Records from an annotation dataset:
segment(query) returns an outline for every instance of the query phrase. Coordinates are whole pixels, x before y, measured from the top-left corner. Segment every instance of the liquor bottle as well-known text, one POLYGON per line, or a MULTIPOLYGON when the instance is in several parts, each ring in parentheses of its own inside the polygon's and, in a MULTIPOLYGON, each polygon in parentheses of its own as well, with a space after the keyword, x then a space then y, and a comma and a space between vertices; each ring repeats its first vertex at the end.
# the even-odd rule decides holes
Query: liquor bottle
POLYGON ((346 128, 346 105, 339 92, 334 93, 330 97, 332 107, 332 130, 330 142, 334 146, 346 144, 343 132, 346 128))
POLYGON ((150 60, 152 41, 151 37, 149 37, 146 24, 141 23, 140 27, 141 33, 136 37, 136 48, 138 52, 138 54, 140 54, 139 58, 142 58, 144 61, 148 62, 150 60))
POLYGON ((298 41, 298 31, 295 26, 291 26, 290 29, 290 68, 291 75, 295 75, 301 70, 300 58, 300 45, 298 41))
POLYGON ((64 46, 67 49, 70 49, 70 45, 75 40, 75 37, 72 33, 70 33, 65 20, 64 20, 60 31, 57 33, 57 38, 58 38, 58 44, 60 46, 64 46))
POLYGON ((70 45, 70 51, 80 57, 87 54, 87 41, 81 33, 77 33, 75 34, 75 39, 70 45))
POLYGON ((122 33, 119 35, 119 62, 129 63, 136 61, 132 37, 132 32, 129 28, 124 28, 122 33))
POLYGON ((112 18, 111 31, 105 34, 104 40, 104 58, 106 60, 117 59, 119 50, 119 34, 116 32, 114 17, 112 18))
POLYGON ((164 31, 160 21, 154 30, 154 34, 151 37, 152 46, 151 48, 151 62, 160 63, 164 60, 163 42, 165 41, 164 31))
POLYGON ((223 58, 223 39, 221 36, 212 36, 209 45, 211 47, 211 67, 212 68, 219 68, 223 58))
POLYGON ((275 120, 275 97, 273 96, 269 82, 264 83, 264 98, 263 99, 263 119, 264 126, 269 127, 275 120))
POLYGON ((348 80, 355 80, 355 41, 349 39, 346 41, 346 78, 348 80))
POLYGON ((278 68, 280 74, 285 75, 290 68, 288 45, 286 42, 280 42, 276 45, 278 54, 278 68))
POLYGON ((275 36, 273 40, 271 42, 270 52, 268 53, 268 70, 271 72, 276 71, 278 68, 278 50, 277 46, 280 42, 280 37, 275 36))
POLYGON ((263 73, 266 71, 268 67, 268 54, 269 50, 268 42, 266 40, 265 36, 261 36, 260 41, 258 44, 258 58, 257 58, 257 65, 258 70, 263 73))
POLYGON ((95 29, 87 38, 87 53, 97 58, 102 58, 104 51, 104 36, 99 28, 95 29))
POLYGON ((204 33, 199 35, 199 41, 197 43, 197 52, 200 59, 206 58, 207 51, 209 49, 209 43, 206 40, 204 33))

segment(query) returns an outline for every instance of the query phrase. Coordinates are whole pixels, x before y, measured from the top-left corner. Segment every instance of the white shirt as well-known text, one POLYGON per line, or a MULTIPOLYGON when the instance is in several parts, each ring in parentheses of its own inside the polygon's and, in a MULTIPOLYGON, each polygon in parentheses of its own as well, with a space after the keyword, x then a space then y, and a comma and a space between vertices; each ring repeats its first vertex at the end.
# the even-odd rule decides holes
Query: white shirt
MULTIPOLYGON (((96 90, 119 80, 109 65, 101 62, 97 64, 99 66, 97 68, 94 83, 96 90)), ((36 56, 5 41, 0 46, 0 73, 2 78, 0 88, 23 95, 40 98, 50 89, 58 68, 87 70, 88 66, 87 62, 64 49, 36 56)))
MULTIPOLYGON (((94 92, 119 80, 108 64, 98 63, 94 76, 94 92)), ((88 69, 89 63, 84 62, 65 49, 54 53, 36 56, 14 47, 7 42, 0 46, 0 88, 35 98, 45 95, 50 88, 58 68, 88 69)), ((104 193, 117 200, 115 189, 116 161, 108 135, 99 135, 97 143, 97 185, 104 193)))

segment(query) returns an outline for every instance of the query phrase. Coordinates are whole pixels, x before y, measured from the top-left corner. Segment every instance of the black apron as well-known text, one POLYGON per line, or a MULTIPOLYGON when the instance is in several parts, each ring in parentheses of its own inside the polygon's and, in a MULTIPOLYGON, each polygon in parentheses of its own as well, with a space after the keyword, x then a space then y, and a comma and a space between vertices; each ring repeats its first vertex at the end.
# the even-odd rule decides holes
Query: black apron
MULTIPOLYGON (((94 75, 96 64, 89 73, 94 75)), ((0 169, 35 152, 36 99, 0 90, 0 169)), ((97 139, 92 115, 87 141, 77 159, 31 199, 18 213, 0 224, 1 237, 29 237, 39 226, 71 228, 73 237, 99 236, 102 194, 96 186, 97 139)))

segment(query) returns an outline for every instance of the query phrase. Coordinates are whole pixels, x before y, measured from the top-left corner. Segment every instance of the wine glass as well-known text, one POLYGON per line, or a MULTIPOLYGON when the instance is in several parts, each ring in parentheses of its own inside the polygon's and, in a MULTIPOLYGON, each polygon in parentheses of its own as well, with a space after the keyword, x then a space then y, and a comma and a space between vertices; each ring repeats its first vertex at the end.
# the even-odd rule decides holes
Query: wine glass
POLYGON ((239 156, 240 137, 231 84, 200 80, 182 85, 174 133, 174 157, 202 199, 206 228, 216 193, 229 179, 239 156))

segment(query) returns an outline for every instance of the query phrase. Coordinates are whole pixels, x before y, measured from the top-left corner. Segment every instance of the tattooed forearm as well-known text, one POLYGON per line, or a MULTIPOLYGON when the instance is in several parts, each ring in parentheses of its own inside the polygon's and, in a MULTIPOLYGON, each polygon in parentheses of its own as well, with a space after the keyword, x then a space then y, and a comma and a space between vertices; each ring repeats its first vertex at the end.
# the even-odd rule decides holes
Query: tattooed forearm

§ What you should do: Copy all of the material above line for line, changing nothing.

§ Task answer:
segment(query) returns an outline for every instance of the query phrase. Coordinates are whole pixels, x before y, measured from the top-left corner. Segment every instance of the liquor bottle as well-known text, one POLYGON per line, or a MULTIPOLYGON when the instance is in several parts, each ring in parentheses of its own inside the polygon's and, in a MULTIPOLYGON, each polygon in parentheses of its own as well, with a space after the keyword, x then a space then y, and a comma and a space between vertices; each ring repeats its first vertex at the end.
# the even-odd rule decides holes
Query: liquor bottle
POLYGON ((346 128, 346 105, 339 92, 334 93, 330 97, 332 107, 332 130, 330 142, 334 146, 346 144, 343 132, 346 128))
POLYGON ((150 60, 152 41, 151 37, 149 37, 146 24, 141 23, 140 27, 141 33, 136 37, 136 48, 138 52, 138 54, 140 54, 139 58, 142 58, 144 61, 148 62, 150 60))
POLYGON ((298 41, 298 31, 295 26, 291 26, 290 29, 290 68, 291 75, 295 75, 301 70, 300 58, 300 45, 298 41))
POLYGON ((64 46, 67 49, 70 49, 70 45, 75 40, 75 37, 72 33, 70 33, 65 20, 64 20, 60 31, 57 33, 57 38, 58 38, 58 44, 60 46, 64 46))
POLYGON ((70 45, 70 51, 80 57, 87 54, 87 41, 81 33, 77 33, 75 34, 75 39, 70 45))
POLYGON ((122 33, 119 35, 119 62, 129 63, 136 61, 132 37, 132 32, 129 28, 124 28, 122 33))
POLYGON ((112 18, 111 31, 105 34, 104 40, 104 58, 106 60, 117 59, 119 50, 119 34, 116 32, 114 17, 112 18))
POLYGON ((164 31, 160 21, 154 30, 154 34, 151 37, 152 46, 151 48, 151 62, 160 63, 164 60, 163 42, 165 41, 164 31))
POLYGON ((223 58, 223 39, 221 36, 212 36, 209 45, 211 47, 211 67, 212 68, 219 68, 223 58))
POLYGON ((275 120, 275 97, 273 96, 269 82, 264 83, 264 98, 263 99, 263 119, 264 126, 269 127, 275 120))
POLYGON ((348 80, 355 80, 355 41, 349 39, 346 41, 346 78, 348 80))
POLYGON ((278 68, 280 74, 285 75, 290 68, 288 45, 286 42, 280 42, 276 45, 278 54, 278 68))
POLYGON ((275 36, 273 40, 271 42, 270 52, 268 53, 268 70, 271 72, 276 71, 278 68, 278 50, 277 46, 280 42, 280 37, 275 36))
POLYGON ((263 73, 266 71, 268 67, 268 54, 269 50, 268 42, 266 40, 265 36, 261 36, 260 41, 258 44, 258 58, 257 58, 257 65, 258 70, 263 73))
POLYGON ((95 29, 87 38, 87 53, 97 58, 102 58, 104 51, 104 36, 99 28, 95 29))
POLYGON ((204 33, 199 35, 199 41, 197 43, 197 52, 200 59, 206 58, 207 51, 209 49, 209 43, 206 40, 204 33))

segment(query) returns an outline for every instance of the query phrase. Coordinates are whole pixels, x before y, measured from the top-left corner. Segment every instance of the white shirt as well-known text, one POLYGON per line, or a MULTIPOLYGON when the instance is in several parts, each ring in parentheses of its own inside the polygon's and, in a MULTIPOLYGON, each polygon in parentheses of its own as well, with a space after the keyword, x then a space then y, and a comma and a space between vertices; each ring repeats its first vertex at the end.
# the even-odd rule decides holes
Query: white shirt
MULTIPOLYGON (((96 90, 119 80, 109 65, 101 62, 97 64, 99 66, 97 68, 94 83, 96 90)), ((36 56, 5 41, 0 46, 0 73, 2 78, 0 88, 23 95, 40 98, 50 89, 58 68, 87 70, 88 66, 87 62, 64 49, 36 56)))
MULTIPOLYGON (((94 92, 119 80, 108 64, 98 63, 94 76, 94 92)), ((88 69, 89 63, 84 62, 65 49, 54 53, 36 56, 14 47, 7 42, 0 46, 0 88, 35 98, 45 95, 50 88, 58 68, 88 69)), ((104 193, 117 200, 115 189, 116 161, 108 135, 99 135, 97 143, 97 185, 104 193)))

segment(query) returns an outline for every instance of the query phrase. Coordinates are whole pixels, x before y, measured from the top-left corner. Segment every instance of the black apron as well-known text, one POLYGON per line, or a MULTIPOLYGON when the instance is in several parts, each ring in parentheses of its own inside the polygon's and, in a MULTIPOLYGON, each polygon in parentheses of its own as well, with a space after the keyword, x then a space then y, and a comma and a space between vertices; each ring repeats its first vertex at the end.
# the even-odd rule decides holes
Query: black apron
MULTIPOLYGON (((94 75, 96 64, 89 73, 94 75)), ((0 169, 35 152, 36 99, 0 90, 0 169)), ((97 139, 92 115, 87 141, 77 159, 31 199, 18 213, 0 224, 1 237, 29 237, 39 226, 71 228, 73 237, 99 236, 102 194, 96 186, 97 139)))

segment(query) returns an outline for every instance of the query phrase. Coordinates are whole pixels, x before y, measured from the top-left corner. Segment every instance of the wine glass as well-known text, one POLYGON per line, or a MULTIPOLYGON when the instance is in several parts, each ring in parentheses of its own inside the polygon's and, in a MULTIPOLYGON, each polygon in parentheses of its own as well, with a space after the keyword, x then a space then y, and a comma and a space between vertices; each ring repeats its first vertex at the end.
# the even-odd rule decides holes
Query: wine glass
POLYGON ((239 156, 240 137, 231 84, 200 80, 182 85, 174 133, 174 157, 202 199, 206 228, 216 193, 229 179, 239 156))

segment(query) returns an outline for every instance of the query phrase. Coordinates are whole pixels, x before y, measured from the top-left corner. Segment every instance of the tattooed forearm as well-known text, one POLYGON per line, or a MULTIPOLYGON when the instance is in several parts, each ring in parentheses of its own inside the polygon's and, in a MULTIPOLYGON, each polygon in parentheses of its own as well, with a space after the keyword, x then a space then y, and a comma and a space between vertices; each ring repeats its first vertex at the end.
# the even-odd rule decides holes
Query: tattooed forearm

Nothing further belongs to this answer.